▸ Task requirements:
1: Answer these questions from the article on the Bagmati crossing in Dema panchayat:
(a) How long ago was the metalled road linking the village washed away?
(b) In what year was the matter raised in Parliament?
(c) In which state budget were funds for the project sanctioned?
2: Continue the article on the Bagmati crossing in Dema panchayat from where it stops.

▸ Text under study:
+===+
Patna, For the residents of Dema panchayat in Bihar’s Sitamarhi district, the Bagmati river is not merely a geographical feature; it is a daily barrier that dictates the rhythm of life and, too often, the timing of death.
Fifty years after a metalled road linking the village to the outside world was washed away by river erosion, the state and central governments have yet to replace it with a permanent bridge. The site requires no fresh land acquisition—the right of way still belongs to the Public Works Department—yet successive administrations have failed to act, despite budgetary allocations and repeated political assurances.
Travelling by country boat has become the only means of crossing the old channel of the Bagmati. Villagers report that medical emergencies frequently end in tragedy: pregnant women have delivered on boats, patients have died en route to hospital, and drowning during the monsoon is commonplace. During the flood season, even the rudimentary wooden “chachri” footbridges that are occasionally erected are swept away within weeks.
In 2023 the matter was raised in Parliament, briefly rekindling hope. A board bearing the name of the local MP was duly planted at the site—an act residents describe as little more than symbolic theatre. Two years later, no tender has been floated and no construction has begun.
Local sources confirm that funds for the project were sanctioned in the 2020-21 state budget and subsequently reiterated in central schemes. Officials, however, cite the familiar litany of bureaucratic delays: file movement, inter-departmental coordination, and periodic re-validation of estimates. Critics point out that the absence of any private land to acquire removes the most common excuse for prolonged inaction.
+===+
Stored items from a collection
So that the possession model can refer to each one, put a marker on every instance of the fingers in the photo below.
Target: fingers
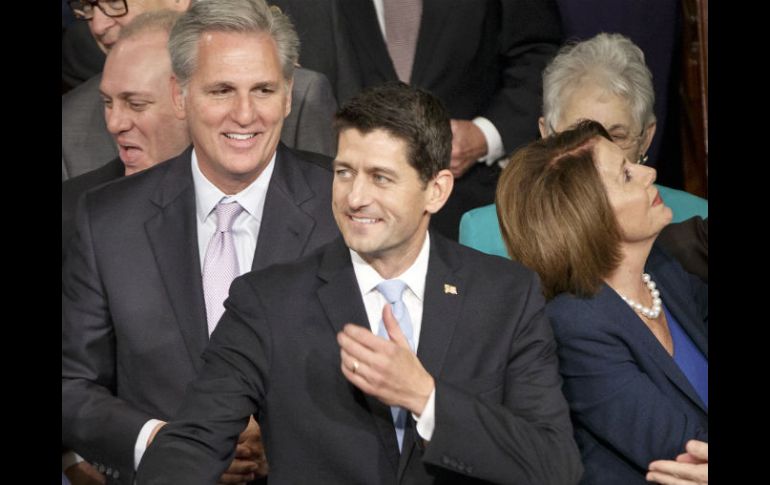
(393, 328)
(357, 377)
(242, 467)
(665, 479)
(675, 473)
+===+
▸ Results in order:
1:
(a) Fifty years ago.
(b) 2023.
(c) The 2020-21 state budget.

2:
The economic cost is considerable. A two-kilometre journey currently requires a seven-kilometre detour, isolating several blocks—Riga, Dumra, Belsand, and parts of neighbouring Sheohar district—from direct connectivity. Schools, primary health centres, and markets remain effectively cut off for much of the year, perpetuating a cycle of poverty in an area already classified as aspirational by NITI Aayog.
For the roughly one thousand residents of the Dalit tola on the far bank of Mushahari village, the river is a social as well as physical divide. “We live on the same revenue map,” one inhabitant told Local18, “but the river has split us into two worlds.”
With assembly elections due in less than a year and the opposition Rashtriya Janata Dal already highlighting infrastructure neglect in the region, the unbuilt bridge over the Bagmati is rapidly turning from a local grievance into a potent political symbol. For the people of Dema, however, symbolism offers little comfort. After half a century of waiting, they say, they no longer need another promise—they need concrete, steel, and a government willing to deliver.